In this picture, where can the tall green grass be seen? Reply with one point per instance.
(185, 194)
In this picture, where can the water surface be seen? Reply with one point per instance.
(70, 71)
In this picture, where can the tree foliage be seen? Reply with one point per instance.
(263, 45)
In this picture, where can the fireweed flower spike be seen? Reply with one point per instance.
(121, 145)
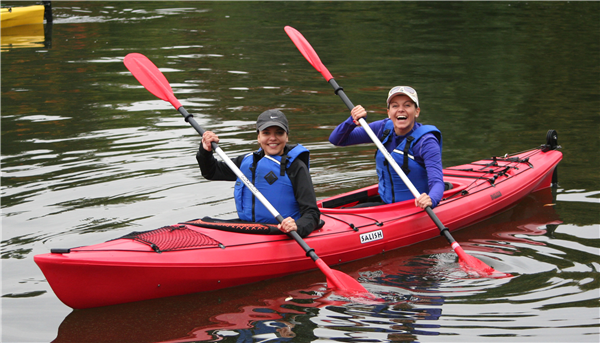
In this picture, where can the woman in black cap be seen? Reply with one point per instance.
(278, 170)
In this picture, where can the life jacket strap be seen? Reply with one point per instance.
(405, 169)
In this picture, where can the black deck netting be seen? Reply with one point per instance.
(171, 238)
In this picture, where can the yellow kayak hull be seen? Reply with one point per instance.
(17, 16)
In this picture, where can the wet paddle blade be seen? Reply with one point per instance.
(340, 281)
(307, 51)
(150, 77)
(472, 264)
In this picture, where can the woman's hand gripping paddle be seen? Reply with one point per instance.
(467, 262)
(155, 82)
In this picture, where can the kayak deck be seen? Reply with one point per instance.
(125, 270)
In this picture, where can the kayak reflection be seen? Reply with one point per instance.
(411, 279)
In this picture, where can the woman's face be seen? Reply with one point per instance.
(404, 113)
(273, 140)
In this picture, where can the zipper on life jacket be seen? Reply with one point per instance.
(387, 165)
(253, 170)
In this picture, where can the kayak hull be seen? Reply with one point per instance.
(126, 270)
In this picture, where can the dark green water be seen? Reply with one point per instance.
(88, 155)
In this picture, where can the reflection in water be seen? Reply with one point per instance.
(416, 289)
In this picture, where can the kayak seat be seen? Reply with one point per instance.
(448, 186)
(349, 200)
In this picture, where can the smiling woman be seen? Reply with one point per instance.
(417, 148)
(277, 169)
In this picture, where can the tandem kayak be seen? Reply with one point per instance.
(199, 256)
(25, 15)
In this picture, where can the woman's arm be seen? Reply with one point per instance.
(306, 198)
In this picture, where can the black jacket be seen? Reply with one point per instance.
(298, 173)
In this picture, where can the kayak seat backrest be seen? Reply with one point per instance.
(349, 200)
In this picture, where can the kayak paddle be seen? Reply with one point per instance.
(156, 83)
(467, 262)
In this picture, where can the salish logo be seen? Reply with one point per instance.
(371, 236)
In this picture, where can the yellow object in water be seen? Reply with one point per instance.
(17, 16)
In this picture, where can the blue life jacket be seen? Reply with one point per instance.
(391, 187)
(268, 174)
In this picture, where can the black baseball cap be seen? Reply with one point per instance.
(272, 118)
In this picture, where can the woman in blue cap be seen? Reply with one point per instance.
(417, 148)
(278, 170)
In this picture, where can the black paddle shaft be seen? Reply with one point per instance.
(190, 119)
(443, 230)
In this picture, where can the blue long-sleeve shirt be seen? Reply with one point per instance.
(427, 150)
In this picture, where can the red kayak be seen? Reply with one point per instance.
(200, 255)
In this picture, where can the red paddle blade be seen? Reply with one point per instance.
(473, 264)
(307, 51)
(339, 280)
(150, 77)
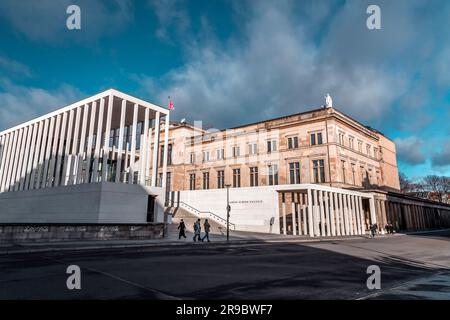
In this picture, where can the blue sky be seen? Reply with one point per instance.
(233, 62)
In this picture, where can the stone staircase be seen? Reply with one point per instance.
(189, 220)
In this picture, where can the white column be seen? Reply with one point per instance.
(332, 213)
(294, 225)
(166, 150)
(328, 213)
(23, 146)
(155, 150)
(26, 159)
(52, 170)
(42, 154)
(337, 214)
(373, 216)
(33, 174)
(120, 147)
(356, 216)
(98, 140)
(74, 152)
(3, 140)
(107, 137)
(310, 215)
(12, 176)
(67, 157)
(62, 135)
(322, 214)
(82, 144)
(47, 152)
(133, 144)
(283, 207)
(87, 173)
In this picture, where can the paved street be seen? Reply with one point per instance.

* * *

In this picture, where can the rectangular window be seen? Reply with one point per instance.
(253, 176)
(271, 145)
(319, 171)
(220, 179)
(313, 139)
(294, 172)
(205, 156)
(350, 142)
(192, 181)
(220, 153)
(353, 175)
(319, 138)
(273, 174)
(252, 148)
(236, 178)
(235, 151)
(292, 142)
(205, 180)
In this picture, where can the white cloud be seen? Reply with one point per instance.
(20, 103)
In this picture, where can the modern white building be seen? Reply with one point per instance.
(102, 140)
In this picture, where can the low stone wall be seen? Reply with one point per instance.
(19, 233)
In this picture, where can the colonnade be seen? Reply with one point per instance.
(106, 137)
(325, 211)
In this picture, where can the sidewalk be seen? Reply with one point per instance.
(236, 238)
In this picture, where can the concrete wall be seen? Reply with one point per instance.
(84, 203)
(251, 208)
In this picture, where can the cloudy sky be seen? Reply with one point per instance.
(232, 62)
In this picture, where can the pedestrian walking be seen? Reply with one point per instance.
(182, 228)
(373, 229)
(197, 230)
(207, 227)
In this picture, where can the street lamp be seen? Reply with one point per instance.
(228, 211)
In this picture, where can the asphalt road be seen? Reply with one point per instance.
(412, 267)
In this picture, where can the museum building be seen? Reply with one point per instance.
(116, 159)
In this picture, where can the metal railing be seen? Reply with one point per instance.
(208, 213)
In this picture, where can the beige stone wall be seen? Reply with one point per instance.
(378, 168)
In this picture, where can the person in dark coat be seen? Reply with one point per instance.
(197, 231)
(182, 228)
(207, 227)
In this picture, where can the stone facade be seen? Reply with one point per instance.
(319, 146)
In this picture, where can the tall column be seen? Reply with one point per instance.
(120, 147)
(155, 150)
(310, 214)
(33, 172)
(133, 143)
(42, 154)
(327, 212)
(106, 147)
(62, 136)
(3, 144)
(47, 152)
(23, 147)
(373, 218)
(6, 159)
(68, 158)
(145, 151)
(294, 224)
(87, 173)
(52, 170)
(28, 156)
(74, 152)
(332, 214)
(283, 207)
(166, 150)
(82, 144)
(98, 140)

...

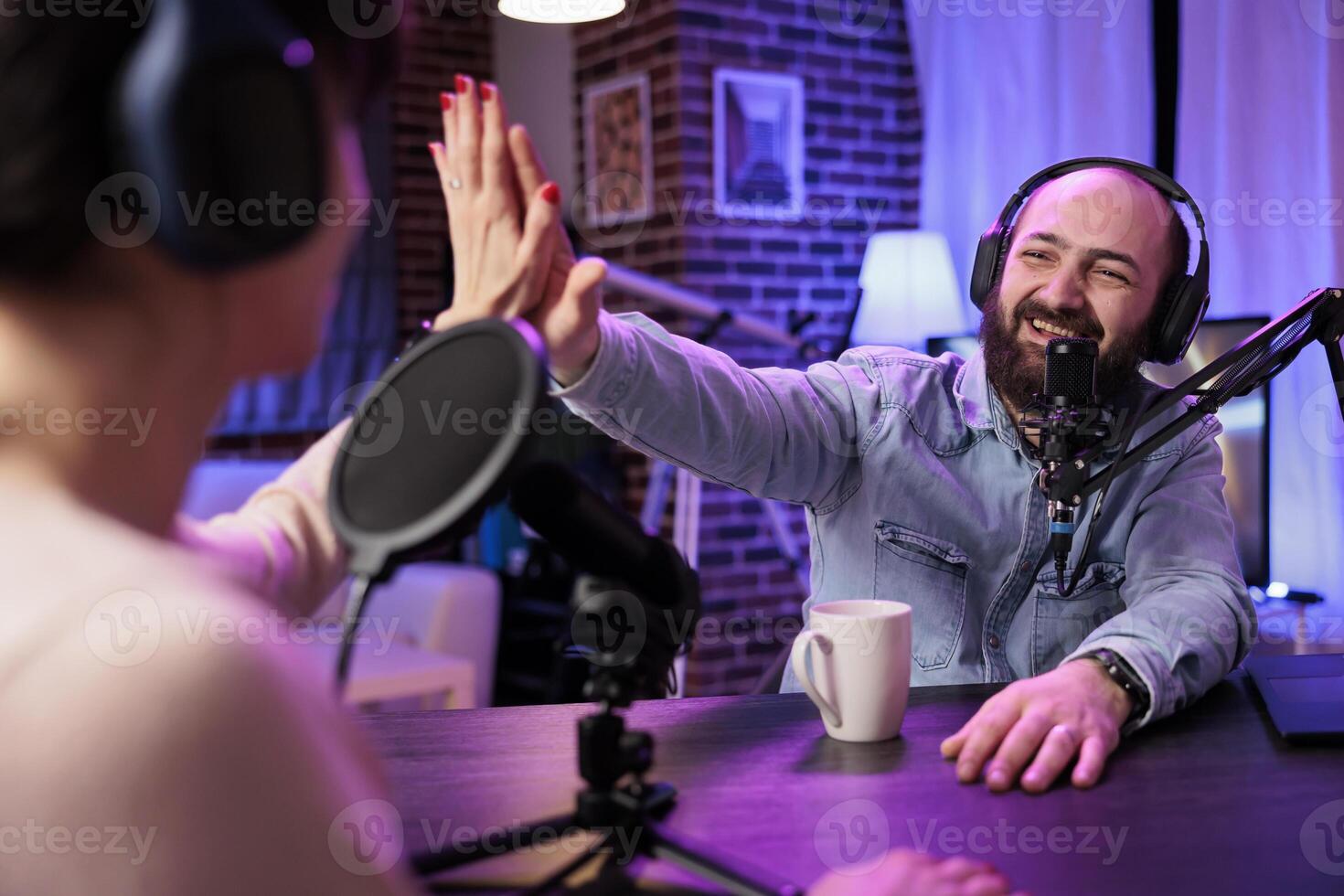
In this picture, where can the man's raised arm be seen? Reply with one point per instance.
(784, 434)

### PROBLEM
Report how many lines in the records above contain the word "building". Case counts, so match capitalization, and reply with the number alone.

### RESPONSE
2